# Extracted entries
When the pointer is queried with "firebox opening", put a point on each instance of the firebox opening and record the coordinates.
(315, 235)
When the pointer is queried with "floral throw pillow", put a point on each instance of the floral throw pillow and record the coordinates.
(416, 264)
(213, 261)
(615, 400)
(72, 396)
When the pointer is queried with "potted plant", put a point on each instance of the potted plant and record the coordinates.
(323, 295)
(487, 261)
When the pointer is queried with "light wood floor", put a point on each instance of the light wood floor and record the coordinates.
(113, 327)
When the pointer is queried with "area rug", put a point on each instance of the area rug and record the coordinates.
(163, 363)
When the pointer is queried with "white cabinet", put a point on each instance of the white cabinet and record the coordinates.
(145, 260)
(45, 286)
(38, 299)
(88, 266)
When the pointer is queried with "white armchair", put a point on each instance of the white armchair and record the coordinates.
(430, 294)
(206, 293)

# Exercise instructions
Set down the whole listing above again, line for line, with no changes.

# Answer to this exercise
When the pointer is queried with "firebox opening", put a point on each instance of the firebox opening and record the coordinates.
(315, 235)
When the pointer is queried with "floral throw pillow", put a point on each instance of the floral throw pillow and record the coordinates.
(416, 264)
(213, 261)
(615, 400)
(72, 396)
When the pointer is queried with "potted plant", put a point on each instance of the potted plant and record the coordinates.
(323, 295)
(487, 261)
When the pointer is queried with "light wood floor", put a point on each instance of the light wood floor and record the coordinates.
(113, 327)
When the pointer is queried with "area rug", put a point on each instance of the area rug and record the coordinates.
(163, 363)
When the pointer is queried with "white cabinet", put a point on each instance of the white cabinet and record the coordinates.
(145, 260)
(45, 286)
(38, 299)
(88, 266)
When the pointer is queried with "white armchair", put a point on each instance of the white armchair and record the coordinates.
(430, 294)
(206, 293)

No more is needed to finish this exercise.